Records drawn from a dataset>
━━━━━━━━━━━━━━━━━━━━━━━━━━━━━━

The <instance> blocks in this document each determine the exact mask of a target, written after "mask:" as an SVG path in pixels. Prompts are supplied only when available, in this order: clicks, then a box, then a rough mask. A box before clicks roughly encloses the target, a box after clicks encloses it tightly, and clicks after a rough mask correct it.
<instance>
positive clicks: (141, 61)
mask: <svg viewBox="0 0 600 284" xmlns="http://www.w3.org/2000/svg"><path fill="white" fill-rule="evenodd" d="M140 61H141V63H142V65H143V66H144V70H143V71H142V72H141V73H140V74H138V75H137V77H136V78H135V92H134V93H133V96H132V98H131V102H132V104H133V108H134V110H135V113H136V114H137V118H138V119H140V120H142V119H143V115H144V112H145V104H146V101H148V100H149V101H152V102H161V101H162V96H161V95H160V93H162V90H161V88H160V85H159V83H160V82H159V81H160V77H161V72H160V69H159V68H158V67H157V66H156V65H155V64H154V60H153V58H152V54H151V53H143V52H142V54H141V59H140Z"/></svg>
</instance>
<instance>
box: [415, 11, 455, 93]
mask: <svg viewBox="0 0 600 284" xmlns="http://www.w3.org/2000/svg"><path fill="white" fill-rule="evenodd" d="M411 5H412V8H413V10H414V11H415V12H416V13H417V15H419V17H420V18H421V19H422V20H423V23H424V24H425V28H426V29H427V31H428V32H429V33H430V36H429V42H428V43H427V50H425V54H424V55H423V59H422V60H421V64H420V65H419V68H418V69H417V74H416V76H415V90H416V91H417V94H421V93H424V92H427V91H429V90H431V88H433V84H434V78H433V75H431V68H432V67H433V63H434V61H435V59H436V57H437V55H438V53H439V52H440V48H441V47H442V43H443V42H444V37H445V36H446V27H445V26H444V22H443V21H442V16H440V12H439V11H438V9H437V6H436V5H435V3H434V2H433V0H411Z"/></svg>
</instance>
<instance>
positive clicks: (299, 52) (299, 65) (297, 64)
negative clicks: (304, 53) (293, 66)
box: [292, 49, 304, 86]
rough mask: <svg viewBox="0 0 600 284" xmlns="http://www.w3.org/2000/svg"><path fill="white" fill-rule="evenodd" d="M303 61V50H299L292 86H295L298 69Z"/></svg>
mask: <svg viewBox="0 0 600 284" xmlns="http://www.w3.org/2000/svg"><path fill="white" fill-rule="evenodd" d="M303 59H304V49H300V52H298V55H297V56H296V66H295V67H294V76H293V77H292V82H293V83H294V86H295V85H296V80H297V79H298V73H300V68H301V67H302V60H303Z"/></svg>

━━━━━━━━━━━━━━━━━━━━━━━━━━━━━━

Problem to work on>
The entire set of entries, and nothing else, should be set down exactly.

Answer for this exercise>
The <instance> blocks in this document each determine the exact mask of a target, written after "mask:" as an SVG path in pixels. Prompts are supplied only when available, in this order: clicks, then a box, then a rough mask. A box before clicks roughly encloses the target, a box after clicks encloses it tightly, and clicks after a rough mask correct it.
<instance>
positive clicks: (141, 61)
mask: <svg viewBox="0 0 600 284" xmlns="http://www.w3.org/2000/svg"><path fill="white" fill-rule="evenodd" d="M140 61H141V63H142V65H143V66H144V70H143V71H142V72H141V73H140V74H138V75H137V77H136V78H135V92H134V93H133V96H132V98H131V102H132V104H133V108H134V110H135V113H136V114H137V118H138V119H140V120H142V119H143V115H144V112H145V104H146V101H148V100H149V101H152V102H161V101H162V96H161V95H160V93H162V90H161V88H160V85H159V83H160V82H159V81H160V77H161V72H160V69H159V68H158V67H157V66H156V65H155V64H154V60H153V58H152V54H151V53H143V52H142V54H141V59H140Z"/></svg>
</instance>
<instance>
box: [415, 11, 455, 93]
mask: <svg viewBox="0 0 600 284" xmlns="http://www.w3.org/2000/svg"><path fill="white" fill-rule="evenodd" d="M411 5H412V8H413V10H414V11H415V12H416V13H417V15H419V17H420V18H421V19H422V20H423V23H424V24H425V28H426V29H427V31H428V32H429V33H430V36H429V42H428V43H427V50H425V54H424V55H423V59H422V60H421V64H420V65H419V68H418V69H417V74H416V76H415V90H416V91H417V94H421V93H424V92H427V91H429V90H431V88H433V84H434V78H433V75H431V68H432V67H433V63H434V61H435V59H436V57H437V55H438V53H439V52H440V48H441V47H442V43H443V42H444V37H445V36H446V27H445V26H444V22H443V21H442V16H440V12H439V11H438V9H437V6H436V5H435V3H434V2H433V0H411Z"/></svg>
</instance>
<instance>
positive clicks: (299, 52) (299, 65) (297, 64)
negative clicks: (304, 53) (293, 66)
box: [292, 49, 304, 86]
rough mask: <svg viewBox="0 0 600 284" xmlns="http://www.w3.org/2000/svg"><path fill="white" fill-rule="evenodd" d="M303 61V50H299L292 86H295L298 69Z"/></svg>
mask: <svg viewBox="0 0 600 284" xmlns="http://www.w3.org/2000/svg"><path fill="white" fill-rule="evenodd" d="M303 59H304V49H300V52H298V55H297V56H296V66H295V67H294V76H293V77H292V82H293V83H294V86H295V85H296V80H297V79H298V73H300V68H301V67H302V60H303Z"/></svg>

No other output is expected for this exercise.